WORK TO DO: Copy out the lines from the one containing "Your objective: find every garden" through the one containing "[2,62,78,82]", inclusive, changing "gray roof" to "slate roof" and leaving everything else as it is.

SOURCE RECORDS:

-------

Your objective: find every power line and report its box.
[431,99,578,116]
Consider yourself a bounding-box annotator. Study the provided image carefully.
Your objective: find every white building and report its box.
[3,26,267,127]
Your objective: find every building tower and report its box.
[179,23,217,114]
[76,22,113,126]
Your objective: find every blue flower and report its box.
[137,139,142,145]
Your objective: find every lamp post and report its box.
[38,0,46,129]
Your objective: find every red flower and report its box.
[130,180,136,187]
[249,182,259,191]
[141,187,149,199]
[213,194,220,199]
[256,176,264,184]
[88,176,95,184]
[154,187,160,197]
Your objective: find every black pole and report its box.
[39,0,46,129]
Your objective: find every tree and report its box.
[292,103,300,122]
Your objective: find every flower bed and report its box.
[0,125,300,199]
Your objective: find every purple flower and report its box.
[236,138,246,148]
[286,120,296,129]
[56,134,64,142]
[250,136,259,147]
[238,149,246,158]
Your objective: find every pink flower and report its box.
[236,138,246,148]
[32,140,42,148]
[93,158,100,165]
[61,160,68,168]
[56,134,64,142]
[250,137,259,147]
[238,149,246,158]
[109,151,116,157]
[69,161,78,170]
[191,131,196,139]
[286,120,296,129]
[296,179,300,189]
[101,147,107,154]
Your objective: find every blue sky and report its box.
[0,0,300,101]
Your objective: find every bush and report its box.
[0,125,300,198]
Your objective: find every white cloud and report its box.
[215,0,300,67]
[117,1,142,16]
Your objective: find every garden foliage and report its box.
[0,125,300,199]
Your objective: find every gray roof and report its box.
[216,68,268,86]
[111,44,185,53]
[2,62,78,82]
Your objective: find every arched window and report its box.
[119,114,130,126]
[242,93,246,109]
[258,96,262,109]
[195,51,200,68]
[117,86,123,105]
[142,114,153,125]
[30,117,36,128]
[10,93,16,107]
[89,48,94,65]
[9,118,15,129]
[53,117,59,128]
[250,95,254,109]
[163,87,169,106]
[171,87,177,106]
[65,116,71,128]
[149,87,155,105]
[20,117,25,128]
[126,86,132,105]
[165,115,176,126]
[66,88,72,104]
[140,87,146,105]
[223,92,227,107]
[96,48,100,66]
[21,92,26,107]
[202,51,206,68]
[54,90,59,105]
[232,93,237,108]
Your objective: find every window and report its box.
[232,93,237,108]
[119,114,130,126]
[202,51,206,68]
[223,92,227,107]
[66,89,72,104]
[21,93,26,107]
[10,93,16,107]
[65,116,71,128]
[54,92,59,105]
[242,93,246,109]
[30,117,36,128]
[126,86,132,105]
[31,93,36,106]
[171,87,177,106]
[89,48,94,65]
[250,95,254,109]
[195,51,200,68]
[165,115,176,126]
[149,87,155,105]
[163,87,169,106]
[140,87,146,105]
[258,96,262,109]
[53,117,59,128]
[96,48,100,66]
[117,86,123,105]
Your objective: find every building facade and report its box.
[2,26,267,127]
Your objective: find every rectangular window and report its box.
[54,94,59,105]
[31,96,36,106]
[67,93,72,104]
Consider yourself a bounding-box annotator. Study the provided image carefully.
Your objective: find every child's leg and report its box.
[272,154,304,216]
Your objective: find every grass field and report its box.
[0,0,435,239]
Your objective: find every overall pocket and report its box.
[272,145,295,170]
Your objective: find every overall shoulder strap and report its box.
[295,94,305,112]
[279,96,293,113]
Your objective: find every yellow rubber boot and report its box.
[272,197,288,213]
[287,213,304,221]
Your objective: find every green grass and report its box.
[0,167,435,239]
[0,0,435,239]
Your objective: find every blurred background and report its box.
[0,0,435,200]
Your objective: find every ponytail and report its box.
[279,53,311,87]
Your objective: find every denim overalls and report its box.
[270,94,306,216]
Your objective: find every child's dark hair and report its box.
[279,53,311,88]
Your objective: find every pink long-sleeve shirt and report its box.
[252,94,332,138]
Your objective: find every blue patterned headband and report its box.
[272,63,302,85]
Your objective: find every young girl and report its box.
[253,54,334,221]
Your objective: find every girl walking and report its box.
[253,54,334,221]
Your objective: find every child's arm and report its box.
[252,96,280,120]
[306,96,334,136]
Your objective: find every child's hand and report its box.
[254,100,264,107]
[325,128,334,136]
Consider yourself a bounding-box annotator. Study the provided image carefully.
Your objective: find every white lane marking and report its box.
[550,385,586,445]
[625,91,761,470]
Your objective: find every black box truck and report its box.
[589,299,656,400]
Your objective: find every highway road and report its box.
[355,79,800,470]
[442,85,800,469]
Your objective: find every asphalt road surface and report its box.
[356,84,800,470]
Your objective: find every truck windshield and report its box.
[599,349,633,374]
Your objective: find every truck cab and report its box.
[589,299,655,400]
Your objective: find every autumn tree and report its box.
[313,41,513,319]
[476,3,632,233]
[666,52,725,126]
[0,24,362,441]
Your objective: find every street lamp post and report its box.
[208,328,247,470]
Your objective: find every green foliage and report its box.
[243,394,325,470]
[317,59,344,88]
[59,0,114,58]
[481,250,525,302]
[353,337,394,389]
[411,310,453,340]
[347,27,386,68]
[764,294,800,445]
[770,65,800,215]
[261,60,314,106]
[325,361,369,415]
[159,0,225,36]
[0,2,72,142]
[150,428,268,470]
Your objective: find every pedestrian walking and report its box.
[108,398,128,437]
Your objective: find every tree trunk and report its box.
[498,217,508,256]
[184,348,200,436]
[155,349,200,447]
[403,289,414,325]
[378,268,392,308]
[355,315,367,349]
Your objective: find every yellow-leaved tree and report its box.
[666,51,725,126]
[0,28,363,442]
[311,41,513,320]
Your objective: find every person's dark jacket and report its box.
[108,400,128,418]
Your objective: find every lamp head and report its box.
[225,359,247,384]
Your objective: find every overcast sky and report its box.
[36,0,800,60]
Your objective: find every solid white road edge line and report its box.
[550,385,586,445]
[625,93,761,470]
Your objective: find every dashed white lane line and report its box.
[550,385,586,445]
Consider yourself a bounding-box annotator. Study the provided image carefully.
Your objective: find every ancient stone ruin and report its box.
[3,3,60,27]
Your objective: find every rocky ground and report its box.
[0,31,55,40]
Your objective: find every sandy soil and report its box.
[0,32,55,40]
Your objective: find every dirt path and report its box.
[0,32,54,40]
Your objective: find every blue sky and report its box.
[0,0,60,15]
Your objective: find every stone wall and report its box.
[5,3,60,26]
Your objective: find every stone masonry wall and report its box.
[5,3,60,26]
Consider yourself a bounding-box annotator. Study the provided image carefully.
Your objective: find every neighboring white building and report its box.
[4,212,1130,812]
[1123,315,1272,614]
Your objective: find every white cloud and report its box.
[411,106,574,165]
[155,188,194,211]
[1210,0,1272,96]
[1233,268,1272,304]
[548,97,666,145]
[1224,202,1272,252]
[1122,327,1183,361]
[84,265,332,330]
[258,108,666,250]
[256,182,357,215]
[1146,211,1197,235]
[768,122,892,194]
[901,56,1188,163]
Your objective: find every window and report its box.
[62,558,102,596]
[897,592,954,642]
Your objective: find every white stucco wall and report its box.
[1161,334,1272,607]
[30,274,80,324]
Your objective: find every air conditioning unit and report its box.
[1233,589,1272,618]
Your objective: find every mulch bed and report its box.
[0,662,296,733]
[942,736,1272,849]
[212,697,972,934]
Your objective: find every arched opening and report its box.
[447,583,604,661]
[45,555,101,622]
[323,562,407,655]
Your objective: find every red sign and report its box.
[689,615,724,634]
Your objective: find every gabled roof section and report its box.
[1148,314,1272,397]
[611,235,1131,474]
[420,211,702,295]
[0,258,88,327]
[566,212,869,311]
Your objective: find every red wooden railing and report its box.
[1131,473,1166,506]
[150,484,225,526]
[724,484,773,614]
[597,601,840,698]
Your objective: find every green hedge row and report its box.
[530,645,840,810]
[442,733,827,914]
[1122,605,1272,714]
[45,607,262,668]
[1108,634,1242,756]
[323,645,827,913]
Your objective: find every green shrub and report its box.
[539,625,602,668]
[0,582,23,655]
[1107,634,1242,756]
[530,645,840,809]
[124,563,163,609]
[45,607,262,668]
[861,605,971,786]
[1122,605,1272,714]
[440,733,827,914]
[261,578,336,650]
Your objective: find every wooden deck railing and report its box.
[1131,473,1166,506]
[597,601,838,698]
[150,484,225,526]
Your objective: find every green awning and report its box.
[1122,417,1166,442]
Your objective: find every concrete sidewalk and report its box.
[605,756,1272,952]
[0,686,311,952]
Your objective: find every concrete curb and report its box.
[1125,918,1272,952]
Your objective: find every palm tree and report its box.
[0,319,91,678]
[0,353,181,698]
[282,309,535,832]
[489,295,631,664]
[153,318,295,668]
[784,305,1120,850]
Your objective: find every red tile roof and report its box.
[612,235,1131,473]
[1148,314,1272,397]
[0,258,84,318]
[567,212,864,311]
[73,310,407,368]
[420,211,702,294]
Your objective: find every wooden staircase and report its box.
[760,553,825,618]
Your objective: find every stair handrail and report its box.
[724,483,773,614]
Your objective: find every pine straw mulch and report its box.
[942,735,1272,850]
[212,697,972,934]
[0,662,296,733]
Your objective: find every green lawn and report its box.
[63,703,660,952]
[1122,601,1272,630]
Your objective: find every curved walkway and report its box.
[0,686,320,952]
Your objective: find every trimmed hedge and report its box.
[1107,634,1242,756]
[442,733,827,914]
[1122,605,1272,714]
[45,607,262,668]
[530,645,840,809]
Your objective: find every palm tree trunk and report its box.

-------

EXPECTED ANSWER:
Your objective: find every garden foliage and report its box.
[0,125,300,199]
Your objective: find every slate roof and report its box.
[216,68,268,86]
[111,44,185,53]
[2,62,78,82]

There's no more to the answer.